**Quoted text:**
------------------------------------------------
Per-bottle sidecar that fronts the agent's git remotes as a transparent mirror. Push is gated: gitleaks scans incoming refs via a pre-receive hook, and only clean refs get forwarded to the real upstream. Fetch is mirrored: every upload-pack first runs git fetch origin --prune against the upstream via the daemon's --access-hook, so an agent fetch returns whatever the upstream has now (fail-closed if the upstream is unreachable).

Upstream credentials live in the gate, not the agent — so a misbehaving agent cannot push a secret-bearing commit past it and cannot acquire push access by inspecting the agent's own filesystem.

Problem

Today the agent holds its own SSH identity for each bottle.ssh entry and pushes straight at gitea/github with ssh-gate doing dumb L4 forwarding. There is no boundary between "the agent thinks this commit is fine" and "the secret hits an external remote." If a compromised or careless agent stages a .env, slips a token into a fixture, or commits the BOT_BOTTLE_CLAUDE_OAUTH_TOKEN itself, git push ships it.

Host-side pre-commit / pre-push hooks are the usual defense, but they live on the agent's side of the trust boundary: an agent with shell access can git push --no-verify past them, edit .githooks/, or git config core.hooksPath /dev/null. Anything the agent can disable is not a gate.

Goals / Success Criteria

Two integration tests, both with the gate as the only git path for a declared upstream:

  1. Push: drop a synthetic high-entropy secret into a commit, run git push from inside the agent, observe a non-zero exit and a gitleaks finding in the response. Repeat with a clean commit and observe exit 0 + the commit landing on the real upstream.
------------------------------------------------
**Instruction 1:**
Answer these questions about the git gate design text:
(a) What tool scans incoming refs when a push arrives?
(b) Which option can an agent with shell access add to git push to get past host-side hooks?
(c) In the push integration test, what two results are expected for a clean commit?
**Instruction 2:**
Decide whether each statement agrees with the git gate design text. Answer yes or no, and quote the words from the text that settle it.
(a) If the upstream cannot be reached, an agent fetch still succeeds with older data.
(b) Upstream credentials are kept in the gate rather than in the agent.
(c) Today the agent pushes straight at gitea/github, with ssh-gate doing dumb L4 forwarding.
**Instruction 3:** Reproduce word for word the passage of the git gate design text from "Today the agent" to "not a gate.".

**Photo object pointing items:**
------------------------------------------------
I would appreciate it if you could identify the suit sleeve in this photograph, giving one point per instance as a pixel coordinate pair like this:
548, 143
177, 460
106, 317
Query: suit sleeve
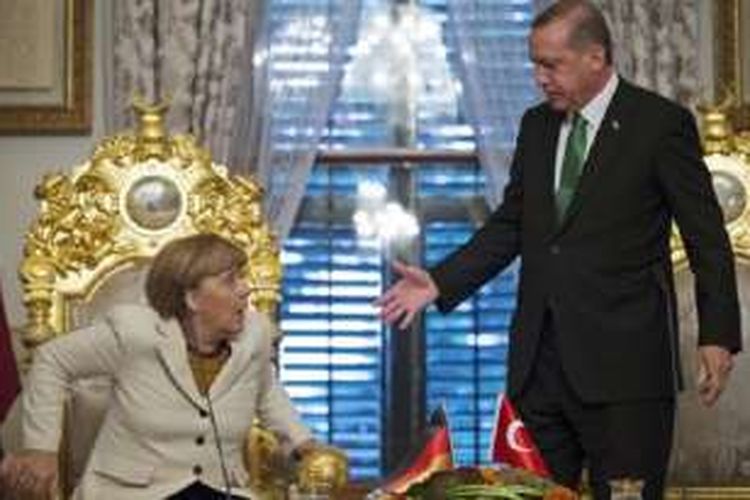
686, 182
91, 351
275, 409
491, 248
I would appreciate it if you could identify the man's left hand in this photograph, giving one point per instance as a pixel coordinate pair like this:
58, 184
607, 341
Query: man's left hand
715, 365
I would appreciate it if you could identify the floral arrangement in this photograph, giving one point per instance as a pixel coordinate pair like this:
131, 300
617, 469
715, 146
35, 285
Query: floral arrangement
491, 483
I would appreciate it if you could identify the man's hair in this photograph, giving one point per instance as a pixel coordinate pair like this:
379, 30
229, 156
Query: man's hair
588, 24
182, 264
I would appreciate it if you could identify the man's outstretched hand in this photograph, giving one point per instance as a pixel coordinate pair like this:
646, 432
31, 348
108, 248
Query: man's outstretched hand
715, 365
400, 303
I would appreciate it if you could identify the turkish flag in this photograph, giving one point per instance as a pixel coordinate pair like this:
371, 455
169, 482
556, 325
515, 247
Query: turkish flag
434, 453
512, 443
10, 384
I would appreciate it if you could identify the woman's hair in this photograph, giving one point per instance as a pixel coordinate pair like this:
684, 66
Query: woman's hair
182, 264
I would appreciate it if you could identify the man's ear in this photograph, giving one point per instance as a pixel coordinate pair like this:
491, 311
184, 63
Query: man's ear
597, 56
------------------------------------------------
**Complete response 1:**
(a) gitleaks, run through a pre-receive hook.
(b) --no-verify.
(c) Exit 0 and the commit landing on the real upstream.

**Complete response 2:**
(a) No: "fail-closed if the upstream is unreachable"
(b) Yes: "Upstream credentials live in the gate, not the agent"
(c) Yes: "pushes straight at gitea/github with ssh-gate doing dumb L4 forwarding"

**Complete response 3:**
Today the agent holds its own SSH identity for each bottle.ssh entry and pushes straight at gitea/github with ssh-gate doing dumb L4 forwarding. There is no boundary between "the agent thinks this commit is fine" and "the secret hits an external remote." If a compromised or careless agent stages a .env, slips a token into a fixture, or commits the BOT_BOTTLE_CLAUDE_OAUTH_TOKEN itself, git push ships it.

Host-side pre-commit / pre-push hooks are the usual defense, but they live on the agent's side of the trust boundary: an agent with shell access can git push --no-verify past them, edit .githooks/, or git config core.hooksPath /dev/null. Anything the agent can disable is not a gate.